* _Lesetext_:

Zum Thema Organspende lehnen die Bischöfe eine stärkere rechtliche Verpflichtung der Bürger ab und wandten sich gegen die Einführung einer Widerspruchsregelung. "Wir stehen der Organspende ausdrücklich positiv gegenüber. Sie ist für Christen eine Möglichkeit, Nächstenliebe auch über den Tod hinaus auszuüben", betonen die Bischöfe. "Ethische Voraussetzung hierfür ist, dass der Spender der Organentnahme informiert, ganz bewusst und ausdrücklich zustimmt." Das geböten Selbstbestimmung, Patientenautonomie und die Würde des Menschen.

"Problematisch ist die Widerspruchsregelung also deshalb, weil die Freiwilligkeit der Organspende nicht zweifelsfrei feststeht und weil das Konzept der Autonomie zugunsten eines staatlichen Paternalismus aufgegeben wird", heißt es in der Erklärung der Bischofskonferenz. Eine moralische oder gar rechtliche Pflicht zur Organspende lasse sich nicht begründen.

* _Vorliegende Einträge_:
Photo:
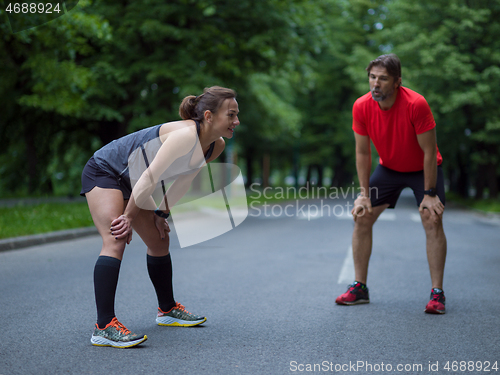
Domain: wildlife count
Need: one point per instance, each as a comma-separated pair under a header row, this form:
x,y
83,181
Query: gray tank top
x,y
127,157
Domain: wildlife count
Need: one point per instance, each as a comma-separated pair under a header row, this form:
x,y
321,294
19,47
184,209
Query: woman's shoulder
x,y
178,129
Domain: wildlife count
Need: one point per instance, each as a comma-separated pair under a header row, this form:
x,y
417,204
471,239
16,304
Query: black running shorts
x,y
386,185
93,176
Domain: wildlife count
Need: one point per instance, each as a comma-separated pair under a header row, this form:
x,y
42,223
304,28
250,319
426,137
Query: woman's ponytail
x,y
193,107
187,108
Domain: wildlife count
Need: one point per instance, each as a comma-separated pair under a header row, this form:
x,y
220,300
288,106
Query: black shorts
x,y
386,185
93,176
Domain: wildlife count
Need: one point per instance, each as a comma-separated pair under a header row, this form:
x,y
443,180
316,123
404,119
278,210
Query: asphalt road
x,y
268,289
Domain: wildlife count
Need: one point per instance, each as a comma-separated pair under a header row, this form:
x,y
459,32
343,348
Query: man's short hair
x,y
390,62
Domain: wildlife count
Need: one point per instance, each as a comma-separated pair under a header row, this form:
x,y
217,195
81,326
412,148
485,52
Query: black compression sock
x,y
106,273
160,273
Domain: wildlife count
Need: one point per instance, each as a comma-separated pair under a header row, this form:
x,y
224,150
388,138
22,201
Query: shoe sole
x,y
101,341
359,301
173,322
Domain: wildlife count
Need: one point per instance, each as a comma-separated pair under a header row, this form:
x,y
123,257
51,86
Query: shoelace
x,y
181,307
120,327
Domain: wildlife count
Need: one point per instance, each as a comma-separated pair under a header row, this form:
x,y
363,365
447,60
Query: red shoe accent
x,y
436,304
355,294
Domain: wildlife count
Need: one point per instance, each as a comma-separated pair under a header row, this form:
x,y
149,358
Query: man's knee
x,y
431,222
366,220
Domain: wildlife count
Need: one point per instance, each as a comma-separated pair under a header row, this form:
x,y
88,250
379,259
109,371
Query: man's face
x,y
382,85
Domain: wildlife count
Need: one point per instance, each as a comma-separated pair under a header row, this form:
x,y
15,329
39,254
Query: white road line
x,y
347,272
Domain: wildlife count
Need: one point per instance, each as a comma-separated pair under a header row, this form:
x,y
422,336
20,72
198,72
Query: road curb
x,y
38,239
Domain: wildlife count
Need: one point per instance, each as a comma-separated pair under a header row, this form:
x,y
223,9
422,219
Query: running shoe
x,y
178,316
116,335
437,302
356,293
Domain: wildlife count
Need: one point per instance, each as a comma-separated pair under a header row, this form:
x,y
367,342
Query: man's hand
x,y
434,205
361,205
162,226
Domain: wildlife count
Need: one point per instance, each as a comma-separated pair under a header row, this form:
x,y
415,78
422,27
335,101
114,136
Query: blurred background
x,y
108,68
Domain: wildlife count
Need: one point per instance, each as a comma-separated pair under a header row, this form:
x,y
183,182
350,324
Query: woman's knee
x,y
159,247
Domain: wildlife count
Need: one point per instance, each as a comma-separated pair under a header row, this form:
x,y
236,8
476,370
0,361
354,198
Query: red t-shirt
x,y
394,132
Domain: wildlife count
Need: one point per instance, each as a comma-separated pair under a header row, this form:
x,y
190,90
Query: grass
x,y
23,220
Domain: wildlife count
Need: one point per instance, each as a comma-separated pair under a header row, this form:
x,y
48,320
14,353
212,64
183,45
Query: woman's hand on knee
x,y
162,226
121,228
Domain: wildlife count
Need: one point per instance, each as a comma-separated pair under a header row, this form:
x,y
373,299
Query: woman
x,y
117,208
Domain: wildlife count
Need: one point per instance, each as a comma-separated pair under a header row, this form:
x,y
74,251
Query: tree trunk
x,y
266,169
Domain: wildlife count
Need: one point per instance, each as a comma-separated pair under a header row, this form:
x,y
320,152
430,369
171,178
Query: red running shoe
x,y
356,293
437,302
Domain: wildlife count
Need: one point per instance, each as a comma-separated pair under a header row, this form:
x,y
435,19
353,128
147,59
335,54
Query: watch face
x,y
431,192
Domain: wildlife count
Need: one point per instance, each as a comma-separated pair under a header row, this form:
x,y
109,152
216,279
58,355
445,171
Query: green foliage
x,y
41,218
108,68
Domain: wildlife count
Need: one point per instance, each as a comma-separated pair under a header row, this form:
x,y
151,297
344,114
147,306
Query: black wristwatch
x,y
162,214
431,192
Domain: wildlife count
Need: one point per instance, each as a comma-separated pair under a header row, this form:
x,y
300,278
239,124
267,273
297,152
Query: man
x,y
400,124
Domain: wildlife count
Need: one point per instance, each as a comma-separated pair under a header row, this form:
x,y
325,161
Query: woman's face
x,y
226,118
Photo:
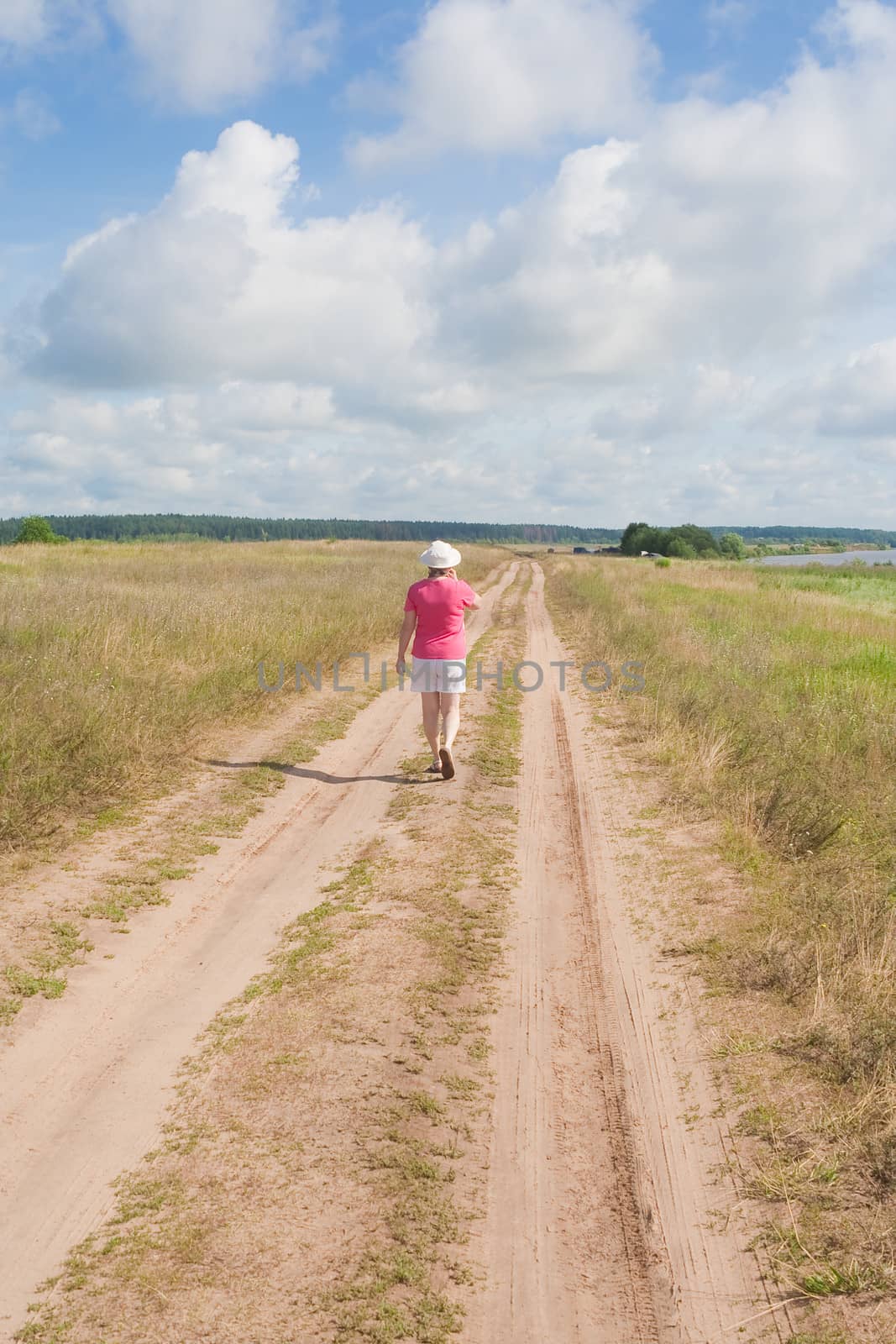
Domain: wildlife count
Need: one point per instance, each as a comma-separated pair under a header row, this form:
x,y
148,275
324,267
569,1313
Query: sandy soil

* _Aufgabe_:
Entscheide für jede der folgenden Aussagen, ob sie mit dem Text zur Organspende übereinstimmt. Antworte jeweils mit Ja oder Nein und zitiere die entscheidenden Worte des Textes wörtlich.
1. Die Bischöfe befürworten die Einführung einer Widerspruchsregelung.
2. Die Bischöfe sehen in der Organspende für Christen eine Möglichkeit, Nächstenliebe über den Tod hinaus auszuüben.
3. Laut der Erklärung der Bischofskonferenz lässt sich eine rechtliche Pflicht zur Organspende begründen.

* _Ergebnis_:
1. Nein: „wandten sich gegen die Einführung einer Widerspruchsregelung“
2. Ja: „Sie ist für Christen eine Möglichkeit, Nächstenliebe auch über den Tod hinaus auszuüben“
3. Nein: „Eine moralische oder gar rechtliche Pflicht zur Organspende lasse sich nicht begründen.“